Enunciado de tarea
Cita textualmente el pasaje del fragmento sobre las mentiras y "Black Bag" que comienza en las palabras "Todos los personajes" y termina tras "agenda para corresponder.".

Fragmento de lectura
◆ ◆ ◆ ◆

Ni siquiera el mundo de la pareja se libra de las mentiras. Es más: en ese ecosistema las mentiras se vuelven más refinadas y necesarias todavía. Más... adaptativas. “Estás muy guapa, cariño”, o “Me ha encantado tu regalo, cielo”. En sus variantes más veniales -que son la mentirijilla y la mentira piadosa- las mentiras son imprescindibles para superar el día a día de la convivencia. Ningún amor resiste diez minutos de verdades soltadas sin tamizar. Una buena amistad podría sobrevivir unos pocos minutos más.

Todos los personajes de “Black Bag” son mentirosos profesionales. Se ganan la vida trabajando para el MI6 y no pueden revelarle a nadie sus secretos. Cada vez que sus parejas le preguntan que a dónde van, o por qué llegan tan tarde para cenar, ellos, y ellas, simplemente responden que “Black Bag”: cartera negra, asunto ministerial, top secret de acceso restringido. Y fin de la conversación. Sus parejas tuercen el morro, sí, pero tampoco mucho, porque también trabajan para el MI6 y tienen sus propios Black Bags en la agenda para corresponder.

◆ ◆ ◆ ◆

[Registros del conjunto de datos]
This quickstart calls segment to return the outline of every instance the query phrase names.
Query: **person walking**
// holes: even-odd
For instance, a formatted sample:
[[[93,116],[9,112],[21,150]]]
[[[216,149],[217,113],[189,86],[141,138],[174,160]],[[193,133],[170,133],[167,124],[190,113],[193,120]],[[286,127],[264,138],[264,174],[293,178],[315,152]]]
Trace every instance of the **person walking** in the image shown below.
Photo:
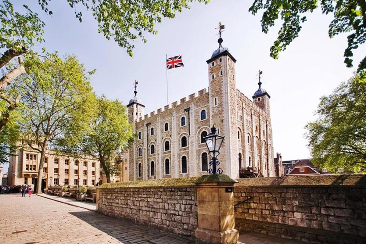
[[[28,192],[29,194],[29,196],[32,195],[32,192],[33,192],[33,188],[32,188],[32,186],[30,185],[29,187],[28,188]]]
[[[25,196],[25,189],[27,187],[25,185],[22,185],[22,196]]]

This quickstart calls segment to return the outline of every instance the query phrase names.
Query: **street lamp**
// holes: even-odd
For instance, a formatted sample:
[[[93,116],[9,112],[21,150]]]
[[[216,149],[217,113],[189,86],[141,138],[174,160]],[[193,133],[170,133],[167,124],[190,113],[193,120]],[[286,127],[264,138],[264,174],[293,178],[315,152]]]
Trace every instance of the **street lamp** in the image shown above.
[[[216,128],[214,125],[213,125],[211,128],[211,133],[203,138],[206,146],[207,146],[207,148],[210,152],[210,155],[211,156],[211,161],[209,164],[210,165],[212,165],[212,168],[209,169],[207,170],[208,173],[210,174],[221,174],[223,173],[223,170],[221,168],[216,169],[216,166],[221,163],[220,161],[217,160],[216,157],[220,154],[219,151],[224,138],[225,136],[216,132]]]

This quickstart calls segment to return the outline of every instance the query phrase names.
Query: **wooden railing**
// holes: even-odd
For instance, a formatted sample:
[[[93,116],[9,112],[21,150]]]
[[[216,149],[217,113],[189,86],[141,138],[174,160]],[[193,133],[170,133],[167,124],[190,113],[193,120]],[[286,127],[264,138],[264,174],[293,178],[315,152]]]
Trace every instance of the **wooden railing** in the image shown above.
[[[263,177],[263,175],[258,167],[247,167],[239,169],[239,178],[254,178]]]

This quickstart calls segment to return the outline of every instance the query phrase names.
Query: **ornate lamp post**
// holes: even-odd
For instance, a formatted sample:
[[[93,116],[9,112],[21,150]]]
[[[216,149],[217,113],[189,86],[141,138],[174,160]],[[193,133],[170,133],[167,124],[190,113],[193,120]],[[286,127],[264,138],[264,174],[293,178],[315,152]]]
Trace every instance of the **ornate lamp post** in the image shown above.
[[[219,151],[224,138],[225,136],[216,132],[216,127],[214,125],[213,125],[211,128],[211,133],[203,138],[211,157],[211,161],[209,164],[212,165],[212,168],[207,170],[207,172],[210,174],[221,174],[223,173],[223,169],[221,168],[216,169],[216,166],[221,163],[220,161],[217,160],[216,156],[220,154]]]

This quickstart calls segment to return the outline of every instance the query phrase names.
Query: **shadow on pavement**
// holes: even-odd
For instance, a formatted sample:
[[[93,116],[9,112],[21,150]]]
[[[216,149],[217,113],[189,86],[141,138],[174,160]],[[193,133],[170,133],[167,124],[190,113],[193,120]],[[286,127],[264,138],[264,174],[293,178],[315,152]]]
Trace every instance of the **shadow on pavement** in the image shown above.
[[[85,221],[123,244],[190,244],[186,237],[169,233],[132,221],[106,216],[92,211],[72,212],[71,214]]]

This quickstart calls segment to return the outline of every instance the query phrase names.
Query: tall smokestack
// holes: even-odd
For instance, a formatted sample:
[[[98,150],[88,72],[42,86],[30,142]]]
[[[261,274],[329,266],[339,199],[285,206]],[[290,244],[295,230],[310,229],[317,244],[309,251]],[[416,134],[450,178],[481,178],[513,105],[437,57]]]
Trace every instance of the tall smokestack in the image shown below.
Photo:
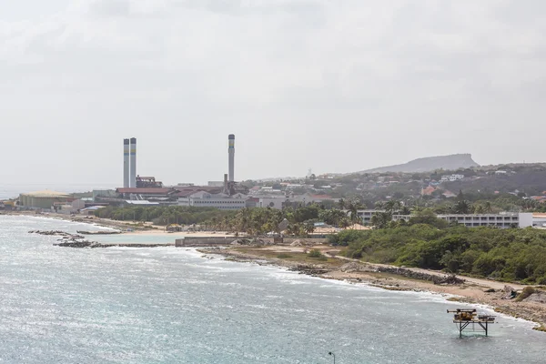
[[[129,187],[129,139],[123,139],[123,187]]]
[[[228,136],[228,141],[229,145],[228,148],[228,155],[229,157],[228,180],[229,182],[235,182],[235,136],[230,134]]]
[[[131,138],[131,153],[130,153],[131,172],[129,177],[129,187],[136,187],[136,138]]]

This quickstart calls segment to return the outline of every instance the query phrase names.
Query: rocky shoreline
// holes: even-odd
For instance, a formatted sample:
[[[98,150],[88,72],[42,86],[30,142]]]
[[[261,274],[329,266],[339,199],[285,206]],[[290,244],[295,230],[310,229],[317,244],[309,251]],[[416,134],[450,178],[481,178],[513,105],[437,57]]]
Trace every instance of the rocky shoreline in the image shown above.
[[[53,244],[56,247],[62,248],[112,248],[112,247],[125,247],[125,248],[157,248],[157,247],[169,247],[174,246],[174,243],[149,243],[149,244],[133,244],[133,243],[99,243],[97,241],[84,240],[86,237],[80,235],[85,231],[78,231],[78,234],[71,234],[62,230],[30,230],[29,234],[38,234],[52,237],[60,237],[57,239],[57,243]],[[114,233],[119,234],[119,233]],[[91,234],[91,235],[101,235],[101,234]],[[110,234],[106,234],[110,235]]]
[[[278,258],[248,254],[233,248],[213,248],[197,249],[197,251],[206,255],[221,255],[228,260],[273,265],[312,277],[363,283],[387,290],[448,295],[449,300],[485,305],[492,308],[496,312],[532,321],[537,324],[534,329],[544,331],[546,328],[545,294],[537,291],[529,298],[518,301],[516,298],[521,294],[521,290],[500,282],[480,280],[477,283],[478,279],[475,278],[356,261],[333,268],[322,264],[294,262]]]

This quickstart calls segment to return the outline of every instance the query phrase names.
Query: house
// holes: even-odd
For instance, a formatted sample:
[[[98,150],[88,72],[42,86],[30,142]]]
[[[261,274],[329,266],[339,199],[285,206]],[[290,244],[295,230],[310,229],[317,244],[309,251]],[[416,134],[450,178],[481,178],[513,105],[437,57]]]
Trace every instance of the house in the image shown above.
[[[422,196],[430,196],[432,195],[432,192],[436,191],[436,188],[433,187],[432,186],[429,186],[426,188],[421,189],[421,195]]]
[[[454,182],[464,179],[464,175],[451,175],[451,176],[442,176],[440,178],[441,182]]]

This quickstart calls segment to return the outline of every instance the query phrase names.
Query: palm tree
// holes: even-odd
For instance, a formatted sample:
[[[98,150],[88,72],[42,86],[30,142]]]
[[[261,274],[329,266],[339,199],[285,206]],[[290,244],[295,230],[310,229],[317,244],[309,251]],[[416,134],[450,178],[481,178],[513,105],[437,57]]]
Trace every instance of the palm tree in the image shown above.
[[[376,210],[382,210],[385,208],[385,204],[382,201],[378,201],[375,203],[375,209]]]
[[[341,210],[345,209],[345,207],[346,207],[345,200],[343,198],[339,198],[339,201],[338,201],[338,206],[339,207],[339,209],[341,209]]]
[[[397,201],[397,200],[391,199],[390,201],[388,201],[385,204],[385,209],[388,212],[389,212],[389,213],[392,214],[393,212],[395,212],[398,209],[399,209],[400,206],[401,206],[400,201]]]
[[[468,214],[470,211],[470,204],[465,199],[461,199],[454,206],[456,214]]]
[[[351,222],[357,222],[359,221],[359,207],[357,207],[357,204],[355,204],[354,202],[349,202],[349,206],[347,207],[347,208],[349,209],[349,212],[350,213],[350,221]]]
[[[402,209],[400,210],[400,215],[411,215],[411,209],[404,205]]]

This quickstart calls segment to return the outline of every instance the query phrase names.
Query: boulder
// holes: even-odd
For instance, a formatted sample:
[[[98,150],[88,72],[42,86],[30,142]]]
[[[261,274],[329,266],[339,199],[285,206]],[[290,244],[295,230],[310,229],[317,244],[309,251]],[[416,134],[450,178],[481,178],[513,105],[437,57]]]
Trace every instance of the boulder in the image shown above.
[[[302,246],[302,244],[301,244],[301,241],[299,241],[299,240],[294,240],[294,241],[293,241],[293,242],[290,244],[290,247],[301,247],[301,246]]]
[[[518,295],[518,292],[516,292],[516,290],[510,286],[504,286],[502,292],[503,294],[500,299],[512,299]]]

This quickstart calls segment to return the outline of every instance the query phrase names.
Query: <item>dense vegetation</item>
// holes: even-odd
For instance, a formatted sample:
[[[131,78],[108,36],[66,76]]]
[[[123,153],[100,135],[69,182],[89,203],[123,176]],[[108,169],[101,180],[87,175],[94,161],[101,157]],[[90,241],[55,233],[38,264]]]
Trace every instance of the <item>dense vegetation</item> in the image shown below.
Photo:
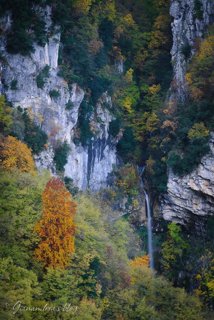
[[[68,206],[70,195],[63,183],[52,179],[45,188],[50,179],[46,172],[32,175],[1,170],[0,282],[4,306],[1,319],[170,320],[172,315],[178,319],[211,319],[196,295],[189,295],[184,289],[174,287],[162,276],[151,276],[148,256],[141,251],[137,235],[128,221],[115,219],[116,212],[104,202],[83,194],[76,196]],[[65,220],[54,214],[52,217],[56,227],[62,230],[69,219],[70,213],[67,211],[73,210],[72,216],[75,211],[72,209],[75,206],[74,201],[77,204],[74,252],[65,247],[63,239],[55,233],[57,228],[51,228],[54,225],[50,224],[54,211],[50,206],[53,201],[54,211],[58,212],[57,207],[61,210],[62,203],[65,206],[60,216]],[[51,254],[46,256],[54,260],[47,261],[43,257],[50,247],[45,241],[49,241],[51,235],[60,249],[59,260]],[[182,240],[173,236],[178,244],[172,254],[179,255],[177,248]],[[163,247],[165,250],[166,245]],[[66,258],[65,268],[66,252],[70,253],[68,260]],[[169,259],[164,252],[163,256]],[[158,299],[154,299],[157,296]],[[17,298],[22,305],[34,307],[35,310],[19,309],[13,314],[12,308],[5,306],[5,301],[12,306]],[[55,311],[35,311],[46,303]],[[71,303],[70,307],[77,306],[76,312],[63,312],[66,303]],[[58,311],[57,306],[61,306]]]
[[[48,135],[44,131],[45,109],[23,110],[0,95],[1,318],[213,318],[213,218],[206,232],[202,225],[197,234],[188,236],[176,223],[162,222],[165,231],[154,237],[157,273],[152,274],[146,255],[146,228],[134,231],[127,217],[119,217],[110,205],[125,198],[127,207],[139,207],[136,165],[146,165],[148,186],[157,196],[167,190],[167,165],[175,173],[189,173],[210,151],[214,129],[214,26],[204,41],[196,40],[186,75],[189,99],[184,105],[176,99],[179,83],[172,79],[169,3],[0,0],[1,14],[10,10],[13,20],[6,35],[10,53],[33,52],[34,41],[44,46],[60,28],[59,75],[69,89],[75,82],[85,92],[74,130],[76,145],[91,144],[96,134],[92,118],[101,121],[96,104],[108,91],[113,105],[105,106],[115,118],[109,132],[114,137],[123,132],[117,147],[124,163],[114,168],[111,188],[96,195],[79,192],[72,179],[63,176],[68,144],[58,138],[56,125]],[[48,29],[47,4],[52,9]],[[201,9],[197,0],[194,10],[199,19]],[[182,46],[186,61],[192,49],[187,43]],[[36,76],[41,90],[50,70],[47,65]],[[12,90],[19,88],[15,78],[9,84]],[[166,104],[170,85],[174,99]],[[56,103],[59,92],[49,93]],[[73,107],[69,102],[68,113]],[[49,144],[61,181],[35,168],[33,155]],[[47,303],[56,309],[71,303],[77,310],[19,311],[14,315],[11,306],[18,297],[26,307]]]

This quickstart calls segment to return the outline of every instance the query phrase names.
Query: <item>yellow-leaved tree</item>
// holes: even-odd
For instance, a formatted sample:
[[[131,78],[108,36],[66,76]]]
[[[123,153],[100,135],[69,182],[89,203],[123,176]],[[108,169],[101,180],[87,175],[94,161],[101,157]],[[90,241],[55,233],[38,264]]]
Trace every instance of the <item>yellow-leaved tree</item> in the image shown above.
[[[0,164],[5,170],[13,168],[35,172],[31,149],[26,144],[11,136],[0,135]]]
[[[69,255],[74,251],[74,216],[76,205],[71,196],[64,182],[55,178],[47,182],[42,194],[43,214],[34,228],[41,241],[34,255],[44,262],[45,267],[66,268]]]
[[[8,130],[12,124],[12,109],[8,107],[4,96],[0,94],[0,130]]]

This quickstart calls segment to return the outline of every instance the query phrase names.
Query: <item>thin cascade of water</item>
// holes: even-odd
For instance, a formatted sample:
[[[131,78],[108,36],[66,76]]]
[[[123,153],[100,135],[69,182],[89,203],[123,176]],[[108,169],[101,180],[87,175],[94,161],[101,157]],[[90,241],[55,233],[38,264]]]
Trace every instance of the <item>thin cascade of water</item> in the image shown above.
[[[145,166],[143,167],[140,167],[139,168],[140,178],[141,182],[141,188],[143,188],[144,187],[144,183],[143,179],[143,174],[145,169]],[[150,257],[150,260],[149,264],[150,267],[152,269],[154,268],[154,257],[153,256],[153,250],[152,249],[152,217],[151,216],[151,212],[150,208],[150,204],[149,204],[149,196],[146,190],[144,190],[144,193],[146,196],[146,201],[147,203],[147,228],[148,230],[148,251],[149,256]]]

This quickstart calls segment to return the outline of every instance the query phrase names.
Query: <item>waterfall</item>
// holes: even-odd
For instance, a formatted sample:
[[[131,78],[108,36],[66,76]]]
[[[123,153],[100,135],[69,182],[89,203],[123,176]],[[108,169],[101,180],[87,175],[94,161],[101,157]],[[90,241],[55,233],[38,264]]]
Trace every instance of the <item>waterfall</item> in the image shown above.
[[[143,188],[144,183],[143,179],[143,174],[144,171],[145,166],[140,167],[139,168],[140,178],[141,181],[141,186]],[[148,230],[148,251],[150,260],[149,264],[150,267],[152,269],[154,268],[154,257],[153,257],[153,251],[152,250],[152,217],[151,216],[151,212],[150,208],[150,204],[149,199],[149,196],[146,190],[144,190],[144,193],[146,196],[146,201],[147,203],[147,221]]]

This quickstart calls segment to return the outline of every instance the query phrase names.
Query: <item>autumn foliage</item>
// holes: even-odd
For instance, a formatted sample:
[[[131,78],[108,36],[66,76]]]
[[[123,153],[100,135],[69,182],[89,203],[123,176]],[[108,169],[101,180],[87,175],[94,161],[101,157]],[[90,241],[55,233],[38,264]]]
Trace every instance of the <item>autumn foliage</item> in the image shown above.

◆ ◆ ◆ ◆

Respuesta esperada
Todos los personajes de “Black Bag” son mentirosos profesionales. Se ganan la vida trabajando para el MI6 y no pueden revelarle a nadie sus secretos. Cada vez que sus parejas le preguntan que a dónde van, o por qué llegan tan tarde para cenar, ellos, y ellas, simplemente responden que “Black Bag”: cartera negra, asunto ministerial, top secret de acceso restringido. Y fin de la conversación. Sus parejas tuercen el morro, sí, pero tampoco mucho, porque también trabajan para el MI6 y tienen sus propios Black Bags en la agenda para corresponder.